──────── Entries provided

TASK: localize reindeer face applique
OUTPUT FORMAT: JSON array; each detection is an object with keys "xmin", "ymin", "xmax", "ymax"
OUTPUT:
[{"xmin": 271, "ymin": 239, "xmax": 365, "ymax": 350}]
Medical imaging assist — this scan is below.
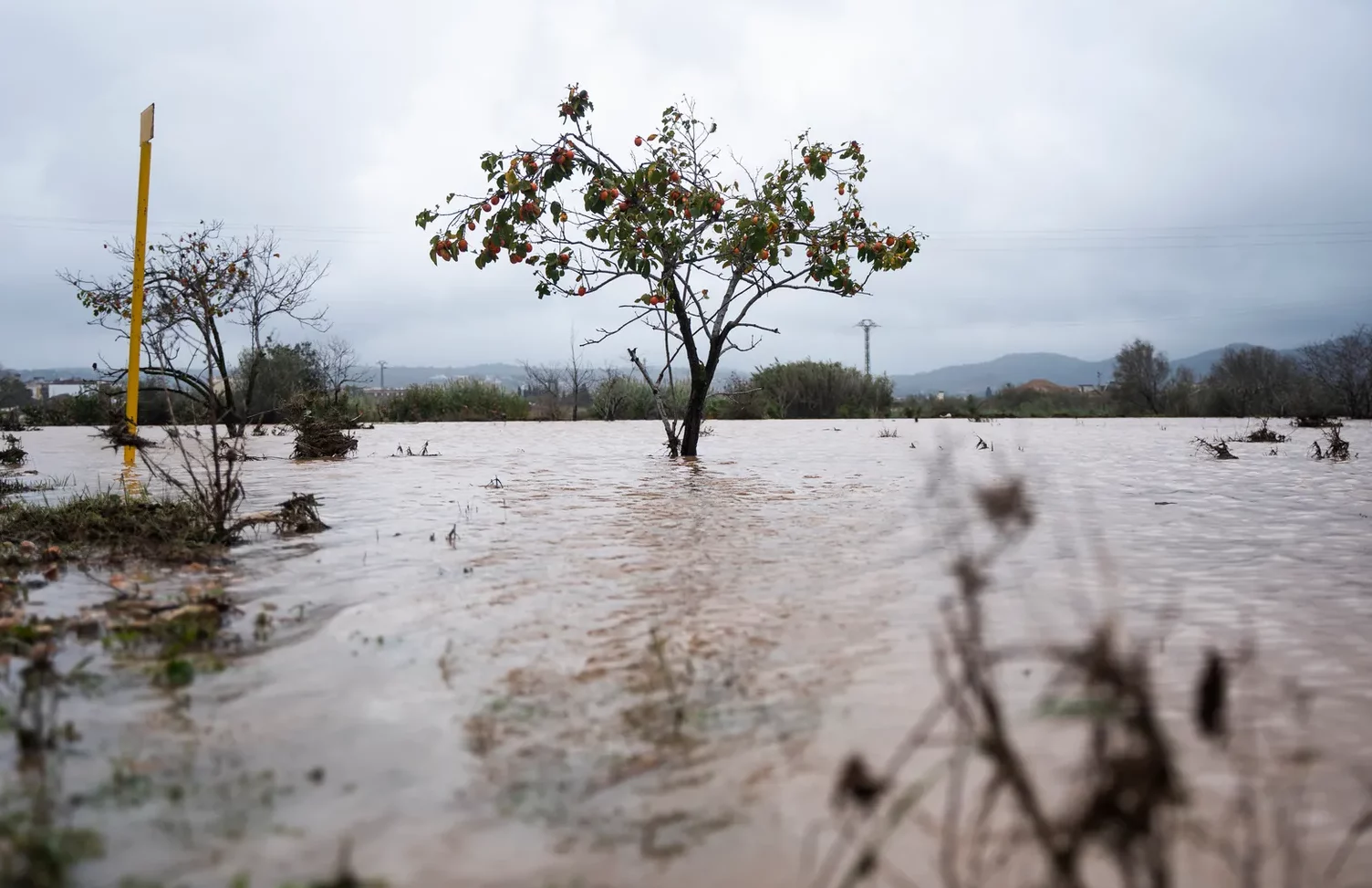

────────────────

> [Exercise objective]:
Can you lay out every line of the rows above as a numbered list, skipping any blank lines and leaving the pictures out?

> [Response to this task]:
1. TASK: localize reindeer face applique
2. OUTPUT FORMAT: JSON array; each detection is an object with keys "xmin", "ymin", "xmax", "ymax"
3. OUTPUT:
4. [{"xmin": 271, "ymin": 239, "xmax": 365, "ymax": 350}]
5. Medical imaging assist — this scan is below.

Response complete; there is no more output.